Activity — Nothing is to be left out; print all the entries exactly.

[Records drawn from a dataset]
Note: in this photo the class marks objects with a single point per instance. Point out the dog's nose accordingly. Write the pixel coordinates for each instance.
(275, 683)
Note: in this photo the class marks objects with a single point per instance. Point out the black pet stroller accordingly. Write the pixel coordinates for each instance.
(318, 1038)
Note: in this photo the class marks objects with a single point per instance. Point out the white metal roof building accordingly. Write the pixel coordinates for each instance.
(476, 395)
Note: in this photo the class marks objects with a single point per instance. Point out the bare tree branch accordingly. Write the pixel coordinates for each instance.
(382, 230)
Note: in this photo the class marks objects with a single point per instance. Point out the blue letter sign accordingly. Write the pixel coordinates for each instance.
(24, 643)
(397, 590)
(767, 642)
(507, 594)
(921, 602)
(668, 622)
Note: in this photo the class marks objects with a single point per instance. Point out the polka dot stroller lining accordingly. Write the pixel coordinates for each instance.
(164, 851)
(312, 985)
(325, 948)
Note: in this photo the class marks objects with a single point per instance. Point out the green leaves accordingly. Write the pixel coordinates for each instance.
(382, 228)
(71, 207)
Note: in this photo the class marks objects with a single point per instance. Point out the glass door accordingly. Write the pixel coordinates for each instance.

Result —
Note: in this photo the class marks objects with a single point per instance. Point out the dog's nose accordingly. Write the pixel coordinates for each instance.
(275, 683)
Note: in this photo the class marks objects with a single point per instance. Point out the black pet stroller accordingly. Write the pixel coordinates for each instance.
(318, 1038)
Note: in this photo the class marks objects with a single point per instance. Point out the white metal roof building accordingly. Write the pixel coordinates for each instance.
(476, 395)
Note: in this photo the class marks objects with a single point per instance. Point out the bare tree branch accordingly. Write the pixel coordinates for each instance.
(382, 230)
Note: in this photo the class marks objects with a single point per instance. Point out the blue letter sign accordingly. Write the pixel coordinates for each instance.
(24, 643)
(397, 590)
(767, 642)
(507, 594)
(921, 602)
(668, 622)
Note: in this photo the class marks objects with a single point per instance. Point out the polka dot stroller lining accordingly. Write the pixel coordinates for each instance.
(164, 851)
(312, 985)
(325, 948)
Note: in this photo the class marks objects with a single point per instance. Point out the green leaves accordingly. Write the pixel coordinates for each instance.
(382, 228)
(71, 207)
Note: in this photo the class marks objects with a single point per instance. Point out the glass door accordingly. Write the pixel coordinates for each instance.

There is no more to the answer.